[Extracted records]
⁂
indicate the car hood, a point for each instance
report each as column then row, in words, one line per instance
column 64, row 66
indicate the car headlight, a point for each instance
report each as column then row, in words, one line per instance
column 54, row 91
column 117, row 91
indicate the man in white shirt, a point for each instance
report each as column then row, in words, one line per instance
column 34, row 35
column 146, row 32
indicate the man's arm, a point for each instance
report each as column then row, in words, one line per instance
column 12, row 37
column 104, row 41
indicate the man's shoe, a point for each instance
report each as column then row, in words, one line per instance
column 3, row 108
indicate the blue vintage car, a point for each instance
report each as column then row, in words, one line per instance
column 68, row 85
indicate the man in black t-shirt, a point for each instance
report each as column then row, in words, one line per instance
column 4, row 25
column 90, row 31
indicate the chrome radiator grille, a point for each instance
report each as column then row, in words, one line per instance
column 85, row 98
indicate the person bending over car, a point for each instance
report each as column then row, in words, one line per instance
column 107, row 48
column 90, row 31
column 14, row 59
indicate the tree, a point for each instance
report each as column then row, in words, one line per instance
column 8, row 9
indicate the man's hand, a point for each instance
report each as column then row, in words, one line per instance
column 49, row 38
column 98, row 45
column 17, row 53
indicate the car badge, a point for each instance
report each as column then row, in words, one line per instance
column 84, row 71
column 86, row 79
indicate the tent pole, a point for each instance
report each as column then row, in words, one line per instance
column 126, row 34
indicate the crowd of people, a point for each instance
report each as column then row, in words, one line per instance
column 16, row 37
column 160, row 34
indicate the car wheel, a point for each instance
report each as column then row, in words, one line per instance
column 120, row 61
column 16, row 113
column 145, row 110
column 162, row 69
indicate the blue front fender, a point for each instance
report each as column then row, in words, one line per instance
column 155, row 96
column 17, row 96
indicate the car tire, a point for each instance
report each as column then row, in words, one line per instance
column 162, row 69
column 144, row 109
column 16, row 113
⁂
EXERCISE REQUIREMENTS
Word for word, restate the lines above from the line containing "indicate the person" through the line containing "indicate the tent", with both included and nothing else.

ANSWER BELOW
indicate the person bending over car, a point for each instance
report each as column then row, in words, one line per instance
column 107, row 48
column 90, row 31
column 14, row 59
indicate the tree, a point for each instance
report each as column then row, in words, one line per instance
column 8, row 9
indicate the man's hand, a point for each instance
report each as column then row, in words, one line per instance
column 49, row 38
column 98, row 45
column 17, row 53
indicate the car badge, a point for each instance
report each as column then row, in words, one line per instance
column 84, row 71
column 86, row 79
indicate the tent pole, a point for each instance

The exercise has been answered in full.